Directions for this task: Arrange every line of the records below as a Markdown table with the columns Row and Line, numbering the rows in order and omitting blank lines.

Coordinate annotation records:

+===+

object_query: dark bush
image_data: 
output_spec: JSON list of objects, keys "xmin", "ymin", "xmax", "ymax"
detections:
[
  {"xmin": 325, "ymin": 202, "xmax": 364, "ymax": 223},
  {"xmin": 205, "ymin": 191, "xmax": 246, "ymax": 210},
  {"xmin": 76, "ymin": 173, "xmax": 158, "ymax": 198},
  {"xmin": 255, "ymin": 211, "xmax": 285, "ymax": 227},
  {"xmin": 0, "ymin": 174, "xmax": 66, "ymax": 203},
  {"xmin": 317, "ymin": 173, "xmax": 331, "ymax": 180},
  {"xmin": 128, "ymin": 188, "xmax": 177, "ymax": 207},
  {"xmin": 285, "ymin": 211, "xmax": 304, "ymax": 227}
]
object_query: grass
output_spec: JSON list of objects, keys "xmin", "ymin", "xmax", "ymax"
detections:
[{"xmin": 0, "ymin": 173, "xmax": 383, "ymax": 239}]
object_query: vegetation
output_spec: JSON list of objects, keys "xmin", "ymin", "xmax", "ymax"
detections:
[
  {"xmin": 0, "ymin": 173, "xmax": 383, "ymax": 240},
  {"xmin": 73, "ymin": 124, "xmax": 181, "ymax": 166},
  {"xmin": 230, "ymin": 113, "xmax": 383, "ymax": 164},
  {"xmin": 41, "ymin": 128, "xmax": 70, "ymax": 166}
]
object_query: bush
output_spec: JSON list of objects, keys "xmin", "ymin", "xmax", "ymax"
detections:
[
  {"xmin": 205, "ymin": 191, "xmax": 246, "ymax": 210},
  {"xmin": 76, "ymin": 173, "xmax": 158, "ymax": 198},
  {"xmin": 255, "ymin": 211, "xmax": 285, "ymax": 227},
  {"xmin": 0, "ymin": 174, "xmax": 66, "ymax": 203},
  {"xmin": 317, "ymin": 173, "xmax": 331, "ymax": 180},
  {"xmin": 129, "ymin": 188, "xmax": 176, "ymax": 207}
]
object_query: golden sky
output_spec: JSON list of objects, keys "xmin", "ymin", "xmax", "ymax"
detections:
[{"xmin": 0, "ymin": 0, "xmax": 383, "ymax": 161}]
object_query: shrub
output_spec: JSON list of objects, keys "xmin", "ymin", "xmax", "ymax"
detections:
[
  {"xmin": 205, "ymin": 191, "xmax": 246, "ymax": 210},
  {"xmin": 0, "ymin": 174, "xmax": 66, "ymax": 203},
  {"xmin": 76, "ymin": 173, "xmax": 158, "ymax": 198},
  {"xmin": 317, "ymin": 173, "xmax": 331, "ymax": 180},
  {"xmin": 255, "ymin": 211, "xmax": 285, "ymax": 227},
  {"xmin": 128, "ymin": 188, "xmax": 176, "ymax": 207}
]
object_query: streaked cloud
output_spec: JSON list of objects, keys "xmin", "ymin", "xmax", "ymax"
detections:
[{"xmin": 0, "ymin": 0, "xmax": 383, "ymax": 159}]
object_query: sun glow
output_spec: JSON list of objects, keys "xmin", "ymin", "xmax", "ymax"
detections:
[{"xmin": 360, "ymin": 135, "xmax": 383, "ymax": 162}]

+===+

Worked solution:
| Row | Line |
|---|---|
| 1 | object_query: dark bush |
| 2 | image_data:  |
| 3 | output_spec: JSON list of objects, keys "xmin", "ymin", "xmax", "ymax" |
| 4 | detections: |
| 5 | [ |
| 6 |   {"xmin": 325, "ymin": 202, "xmax": 364, "ymax": 223}, |
| 7 |   {"xmin": 205, "ymin": 191, "xmax": 246, "ymax": 210}, |
| 8 |   {"xmin": 76, "ymin": 173, "xmax": 158, "ymax": 198}, |
| 9 |   {"xmin": 255, "ymin": 211, "xmax": 285, "ymax": 227}, |
| 10 |   {"xmin": 0, "ymin": 174, "xmax": 66, "ymax": 203}, |
| 11 |   {"xmin": 317, "ymin": 173, "xmax": 331, "ymax": 180}, |
| 12 |   {"xmin": 128, "ymin": 188, "xmax": 177, "ymax": 207}, |
| 13 |   {"xmin": 285, "ymin": 211, "xmax": 304, "ymax": 227} |
| 14 | ] |
| 15 | object_query: grass |
| 16 | output_spec: JSON list of objects, keys "xmin", "ymin", "xmax", "ymax" |
| 17 | detections: |
| 18 | [{"xmin": 0, "ymin": 173, "xmax": 383, "ymax": 239}] |
| 19 | object_query: vegetation |
| 20 | output_spec: JSON list of objects, keys "xmin", "ymin", "xmax", "ymax" |
| 21 | detections: |
| 22 | [ |
| 23 |   {"xmin": 0, "ymin": 173, "xmax": 383, "ymax": 240}, |
| 24 |   {"xmin": 73, "ymin": 124, "xmax": 181, "ymax": 166}, |
| 25 |   {"xmin": 230, "ymin": 113, "xmax": 383, "ymax": 164}, |
| 26 |   {"xmin": 41, "ymin": 128, "xmax": 70, "ymax": 166} |
| 27 | ] |
| 28 | object_query: bush |
| 29 | output_spec: JSON list of objects, keys "xmin", "ymin", "xmax", "ymax" |
| 30 | detections: |
| 31 | [ |
| 32 |   {"xmin": 205, "ymin": 191, "xmax": 246, "ymax": 210}, |
| 33 |   {"xmin": 76, "ymin": 173, "xmax": 158, "ymax": 198}, |
| 34 |   {"xmin": 255, "ymin": 211, "xmax": 285, "ymax": 227}, |
| 35 |   {"xmin": 0, "ymin": 174, "xmax": 66, "ymax": 203}, |
| 36 |   {"xmin": 317, "ymin": 173, "xmax": 331, "ymax": 180}, |
| 37 |   {"xmin": 129, "ymin": 188, "xmax": 176, "ymax": 207} |
| 38 | ] |
| 39 | object_query: golden sky |
| 40 | output_spec: JSON list of objects, keys "xmin", "ymin", "xmax", "ymax" |
| 41 | detections: |
| 42 | [{"xmin": 0, "ymin": 0, "xmax": 383, "ymax": 161}] |
| 43 | object_query: shrub |
| 44 | output_spec: JSON list of objects, keys "xmin", "ymin", "xmax", "ymax" |
| 45 | detections: |
| 46 | [ |
| 47 |   {"xmin": 205, "ymin": 191, "xmax": 246, "ymax": 210}, |
| 48 |   {"xmin": 0, "ymin": 174, "xmax": 66, "ymax": 203}, |
| 49 |   {"xmin": 76, "ymin": 173, "xmax": 158, "ymax": 198}, |
| 50 |   {"xmin": 317, "ymin": 173, "xmax": 331, "ymax": 180}, |
| 51 |   {"xmin": 255, "ymin": 211, "xmax": 285, "ymax": 227}, |
| 52 |   {"xmin": 128, "ymin": 188, "xmax": 176, "ymax": 207} |
| 53 | ] |
| 54 | object_query: streaked cloud |
| 55 | output_spec: JSON list of objects, keys "xmin", "ymin", "xmax", "ymax" |
| 56 | detections: |
| 57 | [{"xmin": 0, "ymin": 0, "xmax": 383, "ymax": 159}] |
| 58 | object_query: sun glow |
| 59 | output_spec: JSON list of objects, keys "xmin", "ymin", "xmax", "ymax" |
| 60 | detections: |
| 61 | [{"xmin": 360, "ymin": 135, "xmax": 383, "ymax": 162}] |